[Start of Attachment]
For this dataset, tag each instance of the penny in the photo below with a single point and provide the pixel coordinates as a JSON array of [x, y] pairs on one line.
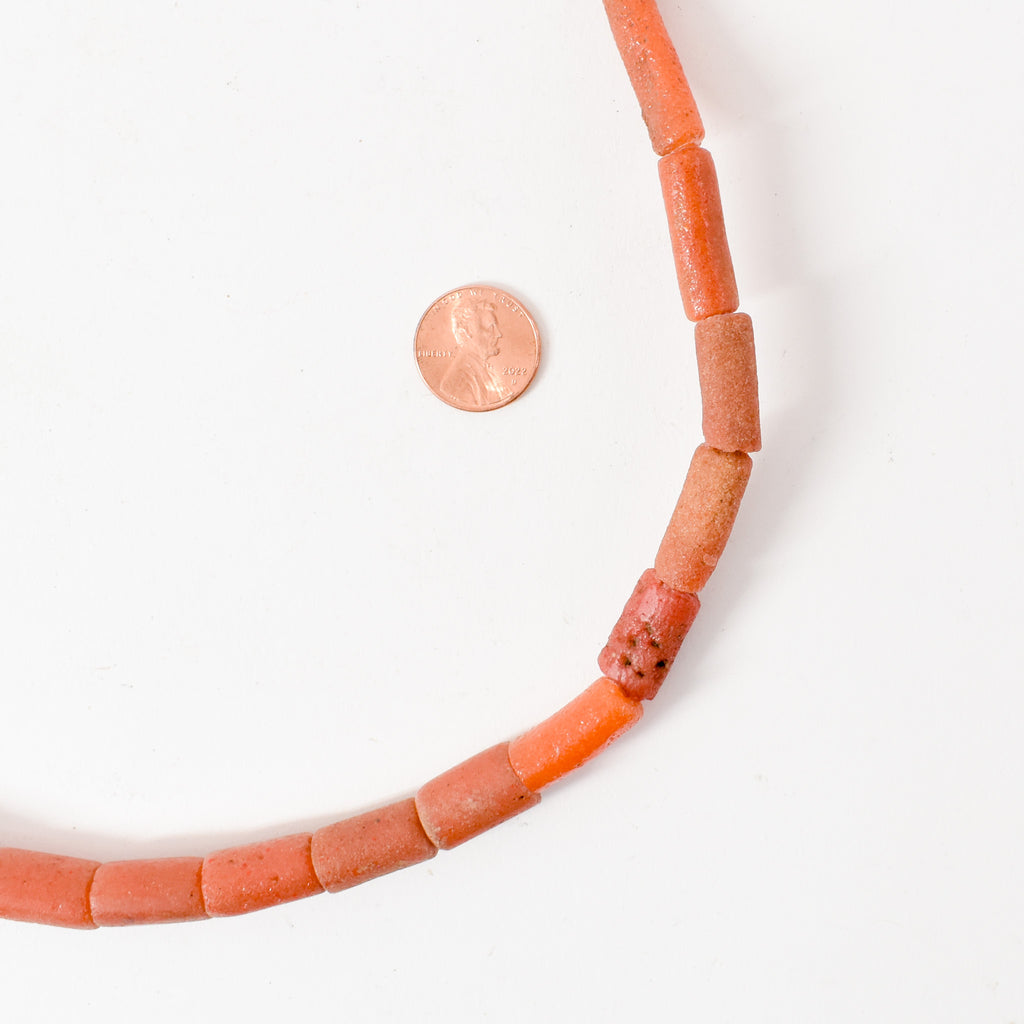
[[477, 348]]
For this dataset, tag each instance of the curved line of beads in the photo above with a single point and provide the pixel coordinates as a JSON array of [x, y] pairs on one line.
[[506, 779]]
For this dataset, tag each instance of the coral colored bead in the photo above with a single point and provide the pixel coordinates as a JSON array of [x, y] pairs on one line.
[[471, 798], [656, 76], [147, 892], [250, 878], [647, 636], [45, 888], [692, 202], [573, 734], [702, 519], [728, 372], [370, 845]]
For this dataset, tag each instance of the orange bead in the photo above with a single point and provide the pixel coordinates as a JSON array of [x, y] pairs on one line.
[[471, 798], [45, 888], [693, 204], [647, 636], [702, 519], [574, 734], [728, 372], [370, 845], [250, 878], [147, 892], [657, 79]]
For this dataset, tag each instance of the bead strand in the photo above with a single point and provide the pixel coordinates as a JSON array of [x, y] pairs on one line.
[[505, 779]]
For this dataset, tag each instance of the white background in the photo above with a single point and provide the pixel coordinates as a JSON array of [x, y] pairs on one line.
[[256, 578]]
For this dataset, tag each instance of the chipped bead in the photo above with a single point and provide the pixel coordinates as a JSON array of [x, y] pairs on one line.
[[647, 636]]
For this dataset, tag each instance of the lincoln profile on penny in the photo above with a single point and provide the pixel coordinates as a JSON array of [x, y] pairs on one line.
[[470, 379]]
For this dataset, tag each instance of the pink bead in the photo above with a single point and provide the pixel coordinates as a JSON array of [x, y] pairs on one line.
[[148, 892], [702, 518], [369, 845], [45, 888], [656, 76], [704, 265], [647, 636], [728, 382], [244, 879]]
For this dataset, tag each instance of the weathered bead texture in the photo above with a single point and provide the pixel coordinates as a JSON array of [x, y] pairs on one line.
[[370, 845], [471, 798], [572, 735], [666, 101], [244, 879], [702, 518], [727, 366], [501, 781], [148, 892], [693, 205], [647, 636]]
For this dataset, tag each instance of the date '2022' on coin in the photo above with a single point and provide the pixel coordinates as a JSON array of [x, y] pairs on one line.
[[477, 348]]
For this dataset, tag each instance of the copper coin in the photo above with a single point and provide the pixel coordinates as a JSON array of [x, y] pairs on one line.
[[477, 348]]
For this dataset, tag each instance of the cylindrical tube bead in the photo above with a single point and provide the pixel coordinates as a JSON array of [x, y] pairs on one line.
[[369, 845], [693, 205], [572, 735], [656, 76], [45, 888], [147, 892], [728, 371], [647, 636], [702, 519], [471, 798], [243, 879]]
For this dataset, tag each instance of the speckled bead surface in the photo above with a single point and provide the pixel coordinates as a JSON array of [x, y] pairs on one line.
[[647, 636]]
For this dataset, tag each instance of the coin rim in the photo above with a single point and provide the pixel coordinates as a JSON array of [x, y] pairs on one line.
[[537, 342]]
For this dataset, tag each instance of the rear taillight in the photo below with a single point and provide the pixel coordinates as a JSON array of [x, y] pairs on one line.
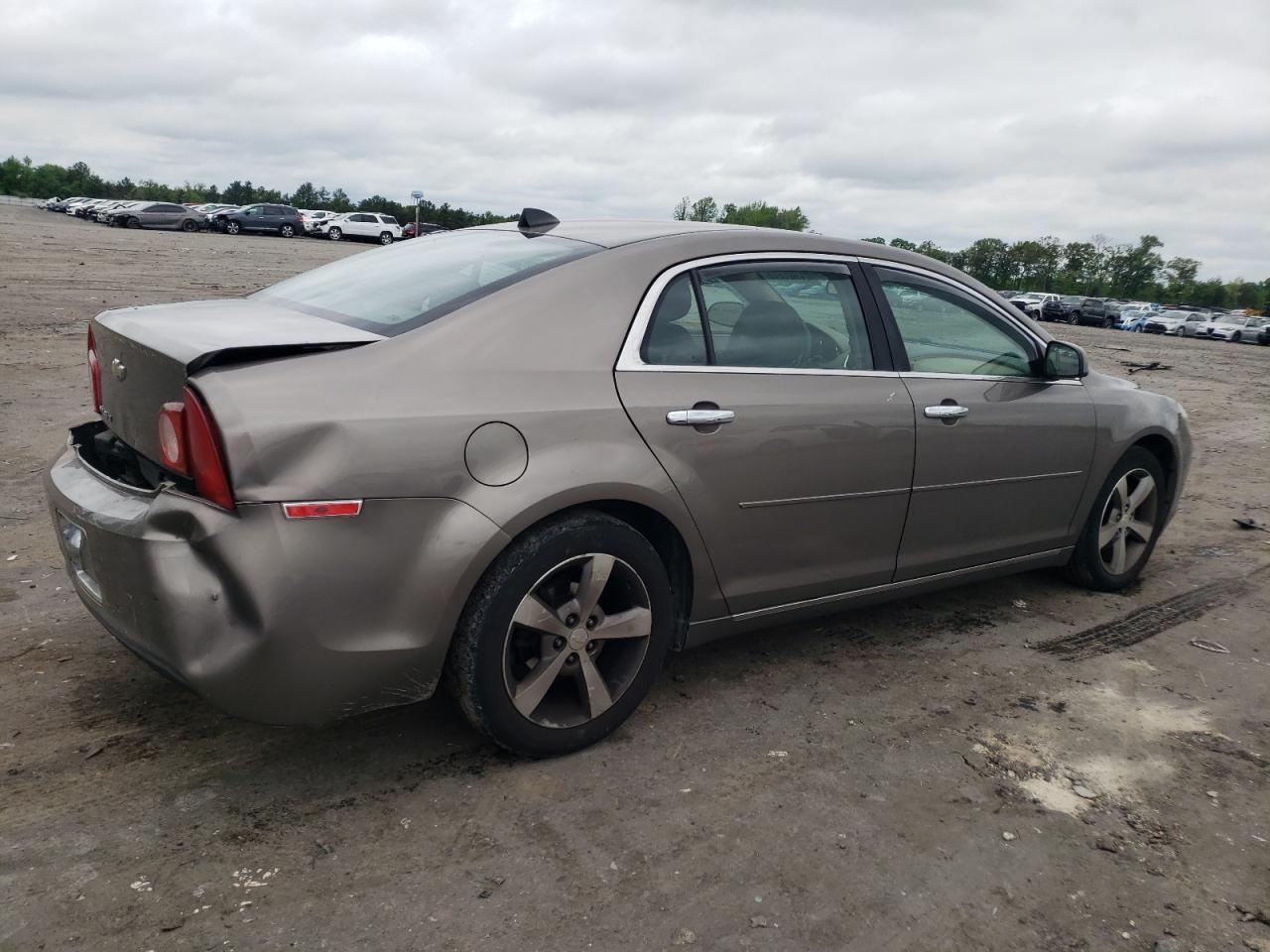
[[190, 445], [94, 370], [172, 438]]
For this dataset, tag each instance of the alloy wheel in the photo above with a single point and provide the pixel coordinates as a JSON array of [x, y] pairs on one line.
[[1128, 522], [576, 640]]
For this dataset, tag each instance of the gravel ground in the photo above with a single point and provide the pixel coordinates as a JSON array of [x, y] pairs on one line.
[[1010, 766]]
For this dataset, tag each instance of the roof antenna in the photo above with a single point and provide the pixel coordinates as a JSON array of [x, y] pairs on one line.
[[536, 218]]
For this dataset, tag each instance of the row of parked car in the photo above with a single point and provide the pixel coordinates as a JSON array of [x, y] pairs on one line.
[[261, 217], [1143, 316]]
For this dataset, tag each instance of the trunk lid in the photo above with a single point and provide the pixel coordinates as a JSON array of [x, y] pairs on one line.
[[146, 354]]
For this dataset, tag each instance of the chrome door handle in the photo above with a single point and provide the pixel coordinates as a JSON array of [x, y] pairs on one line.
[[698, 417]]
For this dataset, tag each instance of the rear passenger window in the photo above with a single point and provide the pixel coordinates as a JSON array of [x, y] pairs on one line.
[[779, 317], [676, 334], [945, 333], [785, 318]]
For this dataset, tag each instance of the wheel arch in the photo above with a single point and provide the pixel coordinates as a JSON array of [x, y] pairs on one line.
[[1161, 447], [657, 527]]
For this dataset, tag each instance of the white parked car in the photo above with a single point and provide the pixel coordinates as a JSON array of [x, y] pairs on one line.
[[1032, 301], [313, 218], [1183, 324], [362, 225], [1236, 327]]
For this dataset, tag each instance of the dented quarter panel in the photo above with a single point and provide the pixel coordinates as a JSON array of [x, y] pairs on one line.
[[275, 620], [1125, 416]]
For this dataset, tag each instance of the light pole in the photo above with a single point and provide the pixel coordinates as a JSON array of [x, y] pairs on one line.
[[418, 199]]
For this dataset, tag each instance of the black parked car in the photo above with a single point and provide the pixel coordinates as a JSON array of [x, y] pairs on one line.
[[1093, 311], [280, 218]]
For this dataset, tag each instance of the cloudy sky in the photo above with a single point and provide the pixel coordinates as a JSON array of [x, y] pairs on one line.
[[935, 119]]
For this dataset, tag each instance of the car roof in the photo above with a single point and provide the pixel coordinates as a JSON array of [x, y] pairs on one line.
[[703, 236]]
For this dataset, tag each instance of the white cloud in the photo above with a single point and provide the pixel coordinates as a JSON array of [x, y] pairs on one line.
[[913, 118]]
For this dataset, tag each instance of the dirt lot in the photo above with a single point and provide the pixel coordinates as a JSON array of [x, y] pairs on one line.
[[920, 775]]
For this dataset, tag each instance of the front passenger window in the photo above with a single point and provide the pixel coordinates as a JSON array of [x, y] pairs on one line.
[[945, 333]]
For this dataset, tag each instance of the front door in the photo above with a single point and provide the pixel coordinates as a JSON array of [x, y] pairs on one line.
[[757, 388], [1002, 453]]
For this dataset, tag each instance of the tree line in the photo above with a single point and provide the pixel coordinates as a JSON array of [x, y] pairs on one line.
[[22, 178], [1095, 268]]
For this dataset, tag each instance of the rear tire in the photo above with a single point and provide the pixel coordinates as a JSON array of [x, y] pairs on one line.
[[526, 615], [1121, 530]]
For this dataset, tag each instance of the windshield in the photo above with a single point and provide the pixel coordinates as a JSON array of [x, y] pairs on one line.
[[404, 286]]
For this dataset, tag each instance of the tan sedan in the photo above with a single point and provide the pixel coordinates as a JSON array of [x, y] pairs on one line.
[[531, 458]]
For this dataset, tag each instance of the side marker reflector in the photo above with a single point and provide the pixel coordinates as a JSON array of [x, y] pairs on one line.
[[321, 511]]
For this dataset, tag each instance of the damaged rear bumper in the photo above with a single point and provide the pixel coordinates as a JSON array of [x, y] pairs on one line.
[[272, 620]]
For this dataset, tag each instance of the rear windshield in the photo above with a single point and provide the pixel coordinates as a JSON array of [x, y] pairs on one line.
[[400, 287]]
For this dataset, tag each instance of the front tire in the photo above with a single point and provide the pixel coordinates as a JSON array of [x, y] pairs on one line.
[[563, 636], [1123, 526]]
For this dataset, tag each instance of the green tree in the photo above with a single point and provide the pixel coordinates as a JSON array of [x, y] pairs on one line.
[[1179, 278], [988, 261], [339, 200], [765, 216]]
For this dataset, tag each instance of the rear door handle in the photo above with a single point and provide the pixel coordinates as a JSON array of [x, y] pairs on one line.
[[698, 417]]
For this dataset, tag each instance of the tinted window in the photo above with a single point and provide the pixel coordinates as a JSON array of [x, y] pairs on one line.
[End of Attachment]
### Description of the task
What the reply must contain is an exact transcription of the data above and none of its pictures.

### Answer section
For this dataset, tag each instance of the penny in the photo below with a single point and provide the pixel coordinates as a JSON array of [x, y] pairs on one line.
[[477, 348]]
For this dataset, tag each instance of the curved line of beads in the photo above with a single point and provide the pixel coordinates as a JSON array of [x, y] pairs on one line.
[[506, 779]]
For this dataset, tag each instance of the coral colored bead in the photo above with a single point and provide the pixel coordinates as a JSON array of [x, y] pairs on one line.
[[471, 798], [656, 76], [147, 892], [250, 878], [647, 636], [45, 888], [692, 202], [573, 734], [702, 519], [728, 372], [370, 845]]
For this dataset, tag each instance of the orange bead in the photo above with a single point and provide the pixel coordinates as a JSON array of [x, y] pairs on one line.
[[471, 798], [45, 888], [693, 204], [647, 636], [702, 519], [574, 734], [728, 372], [370, 845], [250, 878], [147, 892], [657, 79]]
For this dataset, tag each instance of the bead strand in the photo above with a single point and provide the pixel coordinates as a JSON array of [x, y] pairs on one line.
[[505, 779]]
For this dataset, tag each instance of the white background in the photo above with a single point and provide the pixel coordinates as a JSON array of [x, y] pairs on one line.
[[256, 578]]
For this dataset, tag each instance of the chipped bead in the photo above with a single point and provide the pixel coordinates as a JSON array of [x, y] pairs on one line.
[[647, 636]]
For this dataset, tag each instance of the lincoln profile on penny in the photo above with a single point and provide the pixel coordinates as a JSON array of [x, y] pairs on one line.
[[470, 379]]
For this dataset, tag each instance of the pink bead in the photo above with a single point and provide the pixel coordinates as a JSON array of [x, y] pairs on one line.
[[148, 892], [702, 518], [369, 845], [45, 888], [656, 76], [704, 265], [647, 636], [728, 382], [244, 879]]
For this dataset, tag each instance of the weathered bead texture in the photo above with a single point and provide the pixel coordinates as a JSON array of [x, y] pairs on one line.
[[370, 845], [471, 798], [572, 735], [666, 101], [244, 879], [702, 518], [727, 366], [501, 781], [148, 892], [693, 205], [647, 636]]
For this dataset, tag each instance of the date '2022' on coin in the photo above with a single point and provide the pixel coordinates as a JSON array of [x, y] pairs on one line.
[[477, 348]]
For this dataset, tag each instance of the copper coin in the photo above with a single point and provide the pixel coordinates as a JSON array of [x, y] pairs on one line.
[[477, 348]]
For this dataset, tag each instance of the cylindrical tube bead in the photo above with a single point and provide the pixel coordinates as a JSON array of [x, y] pairs on one line.
[[369, 845], [693, 205], [572, 735], [656, 76], [45, 888], [147, 892], [728, 371], [647, 636], [702, 519], [471, 798], [243, 879]]
For this dataset, tag each instance of the speckled bead surface in the photo above with a single point and provide the pixel coordinates as a JSON array of [x, y] pairs on one line.
[[647, 636]]
For this dataset, tag each instance of the coin rim in the photo above with a single point and provide the pixel coordinates as a JSON array of [x, y] pairs on one line.
[[537, 342]]
For this dataset, tag each instance of the rear taillight in the photo below with a single point and provide the pixel coordinates as a JSON array of [x, y] pairs on one line.
[[190, 445], [94, 370], [172, 438]]
For this dataset, tag each instance of the alloy wheel in the photo above with a single point and provide the pixel coordinates as a JSON array of [x, y] pairs on one line.
[[1128, 522], [576, 640]]
For this dataset, tag each instance of the gravel ground in the photo above with a single point and provide the pixel coordinates as a JSON array of [x, y] pairs on one line.
[[1010, 766]]
For this dataset, tag each instance of the roof antenna in the photo above with a single point and provide the pixel coordinates as a JSON array of [x, y] pairs on one line.
[[536, 218]]
For this dataset, tag each instance of the row of parked car in the photo above with a single point and provide the pixel coordinates as a JSON array of [x, y] pairs on one line.
[[261, 217], [1143, 316]]
For this dataset, tag each instance of the trunk lid in the photo above with a single point and provide the pixel coordinates as a JSON array of [x, y] pairs on one line.
[[146, 354]]
For this dataset, tag each instance of the chrome door handle in the photo above with a single point and provide the pixel coordinates as a JSON array of [x, y] pairs on one line.
[[698, 417]]
For this dataset, tag each instance of the rear passenger window in the photo above with a single point and provide the pixel coordinates as a JSON array of [x, y] pairs on one line.
[[779, 317], [676, 334], [945, 333], [785, 318]]
For this dataset, tag each instance of the wheel arch in the photo above with a single point and provide the pixel coordinates as a JSON array of [x, y] pairs on one line.
[[1161, 447], [657, 527]]
For this dataset, tag each instance of the white parked car in the photo above with a single point and provide the pixel coordinates as a JSON array of [x, y] pairs on one line.
[[1032, 301], [313, 218], [1183, 324], [362, 225], [1236, 327]]
For this dataset, tag each instance of the dented quarter panel in the photo above with a single point and provide the pixel coordinates as a JSON array of [x, y] pairs on one line.
[[275, 620], [1125, 416]]
For this dataset, tag each instance of the light pole in the photo above with a single point and provide the pixel coordinates as a JSON array of [x, y] pairs on one line.
[[418, 199]]
For this dataset, tag each instance of the black parked car in the photo above with a single point and provide the pixel coordinates as a JSON array of [x, y] pairs on one line.
[[1093, 311], [280, 218]]
For this dataset, tag each instance of the cloudy sky in the photo above with a single point and provide the pixel coordinates as a JSON array of [x, y] pairs on one line.
[[935, 119]]
For this dataset, tag each instance of the car roof in the photo above with a single point and provide the pixel coordinates as a JSON array of [x, y] pairs on one line.
[[703, 236]]
For this dataset, tag each instance of the white cloud in the photo above with a single point and provide the pixel coordinates as a JSON array of [x, y] pairs on one line.
[[913, 118]]
For this dataset, tag each instance of the dirt lot in the photo above with a single point and provide the pixel coordinates as a JSON array of [x, y] pairs on one line.
[[920, 775]]
For this dataset, tag each instance of the front passenger window in the photo above with a single point and provide the pixel coordinates as a JSON array of [x, y] pairs on one line.
[[945, 333]]
For this dataset, tag each instance of the front door in the photo above with a single point and provide the pixel coordinates as a JSON array of [x, y] pairs on one line.
[[757, 388], [1002, 453]]
For this dataset, tag each instance of the tree line in the photo above with a single point and provide the pixel coordinates as a JSON array of [x, y] pairs on one line.
[[22, 178], [1095, 268]]
For this dataset, tag each instance of the rear tire in the photo above with a single point and provide the pixel coordinates as a JSON array of [x, y] pairs on one line.
[[526, 615], [1121, 530]]
For this dataset, tag each instance of the windshield in the photo above with a single point and provide the pixel coordinates as a JSON array of [x, y] pairs on one line.
[[404, 286]]
For this dataset, tag each instance of the tan sedan in the photo above with a single point and provide the pixel coordinates as a JSON array of [x, y] pairs on one line.
[[531, 458]]
For this dataset, tag each instance of the side marker reflector in the photo above with a single point and provide the pixel coordinates as a JSON array of [x, y] pairs on one line.
[[321, 511]]
For this dataset, tag each instance of the damaged rear bumper in the photo above with a single point and provide the pixel coordinates as a JSON array of [x, y] pairs on one line.
[[272, 620]]
For this dataset, tag each instance of the rear windshield in the photo above with a single point and provide the pixel coordinates as a JSON array of [x, y] pairs on one line.
[[400, 287]]
For this dataset, tag each instance of the front tire in the photo above with a single point and provide the pixel coordinates as a JSON array of [x, y] pairs on one line.
[[563, 636], [1123, 526]]
For this dataset, tag each instance of the green tree in the photo above with a single point and provide the pixel coordinates as a JSON array of [x, y] pairs on one line.
[[1179, 278], [988, 261], [339, 200], [765, 216]]
For this dataset, tag each instance of the rear door handle in the photo above with a single point and provide the pixel coordinates as a JSON array of [x, y] pairs on one line.
[[698, 417]]
For this dataset, tag each instance of the tinted window in the photo above with a single point and provide the pixel coordinates as a JSON array of [x, y] pairs on one line.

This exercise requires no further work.